## Rows from a dataset for labeling boxes

---

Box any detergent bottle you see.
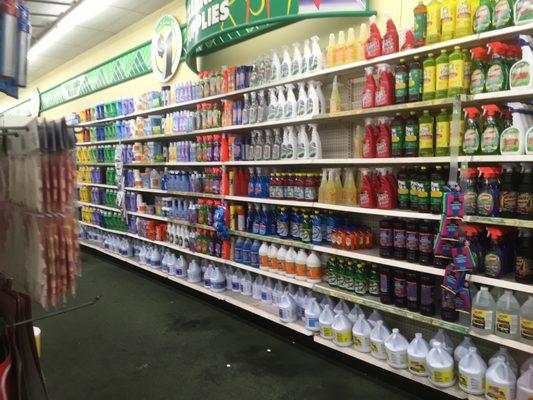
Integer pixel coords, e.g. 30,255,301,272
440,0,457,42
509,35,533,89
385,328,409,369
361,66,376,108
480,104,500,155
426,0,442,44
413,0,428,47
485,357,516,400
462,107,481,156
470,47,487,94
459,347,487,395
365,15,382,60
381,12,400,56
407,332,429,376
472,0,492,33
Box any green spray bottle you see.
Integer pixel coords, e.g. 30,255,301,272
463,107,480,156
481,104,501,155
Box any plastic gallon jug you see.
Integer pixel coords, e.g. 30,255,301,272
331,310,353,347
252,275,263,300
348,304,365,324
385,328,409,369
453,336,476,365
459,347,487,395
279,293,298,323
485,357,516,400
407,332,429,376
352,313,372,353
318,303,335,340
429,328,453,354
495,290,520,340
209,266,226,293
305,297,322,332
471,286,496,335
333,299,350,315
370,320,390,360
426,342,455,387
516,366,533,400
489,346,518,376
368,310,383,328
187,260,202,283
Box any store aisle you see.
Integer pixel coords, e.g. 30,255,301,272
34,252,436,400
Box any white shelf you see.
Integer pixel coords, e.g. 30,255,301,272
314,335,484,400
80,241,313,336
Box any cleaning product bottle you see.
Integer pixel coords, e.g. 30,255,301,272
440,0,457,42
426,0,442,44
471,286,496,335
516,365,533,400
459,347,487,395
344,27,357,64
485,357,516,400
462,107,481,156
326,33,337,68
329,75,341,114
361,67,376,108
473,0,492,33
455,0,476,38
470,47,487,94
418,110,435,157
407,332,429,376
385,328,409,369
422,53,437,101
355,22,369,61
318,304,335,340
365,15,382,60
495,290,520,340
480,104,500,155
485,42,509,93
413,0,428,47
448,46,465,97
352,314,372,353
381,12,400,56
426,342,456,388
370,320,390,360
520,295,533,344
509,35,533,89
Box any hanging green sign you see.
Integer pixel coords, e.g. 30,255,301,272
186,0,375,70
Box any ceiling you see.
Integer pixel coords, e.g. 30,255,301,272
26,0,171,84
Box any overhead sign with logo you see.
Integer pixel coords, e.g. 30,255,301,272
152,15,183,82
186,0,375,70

---

## Exercise
Rewrite the stretch from the start of the entries through the line that contains "472,0,492,33", changing "detergent bottle" to "soap bottle" and keeping everything else the same. Leave the pictures out of your answer.

## Solved exercise
Box any soap bottle you see.
Integer pixel coords, e.g. 30,255,301,272
440,0,457,42
509,35,533,89
385,328,409,369
361,66,376,108
480,104,500,155
426,0,442,44
413,0,428,47
485,357,516,400
462,107,481,156
470,47,487,94
459,347,487,395
365,15,382,60
381,12,400,56
407,332,429,376
472,0,492,33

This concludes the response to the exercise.